[TEXT SECTION]
|---|
WILKINS RANGERIA MENGE & CHRISTOPHER NYACHOTI MENGE v RISPER KERUBO ONSARE [2010] KEHC 956 (KLR)
Full Case Text
No. 193
REPUBLIC OF KENYA
IN THE HIGH COURT OF KENYA
AT KISII
CIVIL CASE NO. 183 OF 2010
WILKINS RANGERIA MENGE
CHRISTOPHER NYACHOTI MENGE(Suing as the Legal Representative of
Estate of JOSEPH MENGE OTUNDO, (deceased).....................................................................PLANTIFFS
-VERSUS-
RISPER KERUBO ONSARE...........................................................................................................DEFENDANT
RULING
The plaintiffs are the legal administrators of the estate of Joseph Menge Otundo deceased by virtue of a grant of letters of administration Ad Litem. They in that capacity have brought this suit against the defendant seeking a declaration that the tenancy between the deceased and defendant was a controlled tenancy pursuant to the provisions of the Landlord and Tenant (shops, hotels and catering establishments) Act, a mandatory injunction do issue directed against the defendant to forthwith re-open the shop premises situate on LR No. KISII MUNICIPALITY/BLOCK III/128 “the suit premises” and put the plaintiffs in occupation thereof, general damages for trespass and costs of the suit.
|---|
[WHAT THE EXERCISE ASKS]
Carry on the High Court ruling on the Kisii shop tenancy above, starting right after its last sentence.
|---|
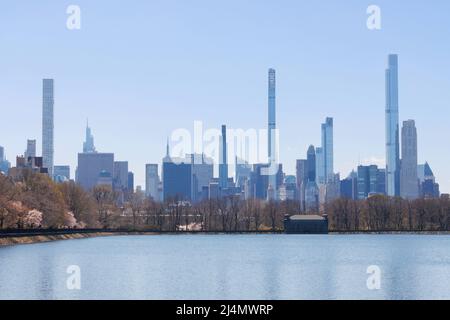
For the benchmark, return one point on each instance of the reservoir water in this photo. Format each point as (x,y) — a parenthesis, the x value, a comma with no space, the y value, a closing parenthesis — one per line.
(230,267)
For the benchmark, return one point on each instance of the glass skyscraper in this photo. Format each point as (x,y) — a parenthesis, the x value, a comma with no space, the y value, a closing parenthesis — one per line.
(392,129)
(327,146)
(409,186)
(47,125)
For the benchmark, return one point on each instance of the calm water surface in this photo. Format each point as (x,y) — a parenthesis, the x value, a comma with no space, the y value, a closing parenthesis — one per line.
(230,267)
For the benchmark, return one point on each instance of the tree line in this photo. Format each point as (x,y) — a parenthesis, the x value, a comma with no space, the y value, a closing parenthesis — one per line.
(35,201)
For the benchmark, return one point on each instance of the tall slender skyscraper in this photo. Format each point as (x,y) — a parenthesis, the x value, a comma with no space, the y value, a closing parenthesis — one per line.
(47,125)
(327,146)
(88,145)
(409,185)
(223,165)
(31,149)
(272,148)
(272,114)
(392,129)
|---|
[WRITTEN ANSWER]
The facts leading to the suit were that the deceased was a lawful tenant of the defendant in the suit premises where he operated a shop until about 13th April, 2010 when he passed on. However on or about 20th April, 2010 and before the deceased could be buried, the defendant padlocked the shop premises demised to the deceased as aforesaid without any lawful cause or basis and has since persisted in padlocking the same to date. As the tenancy between the deceased and the defendant was not reduced into writing, the same was therefore a controlled and could only be terminated in accordance with the provisions of the Landlord and Tenant (shops, hotels and catering establishments) Act. The defendant by her actions aforesaid purported to terminate or alter the terms of the tenancy in breach of the law. As a result the plaintiff had been denied and or deprived of access to the shop wherein the deceased had kept various documents, including personal effects as well as assorted merchandise and or stock in trade. Consequently, the plaintiff and the estate of the deceased had suffered loss and damage.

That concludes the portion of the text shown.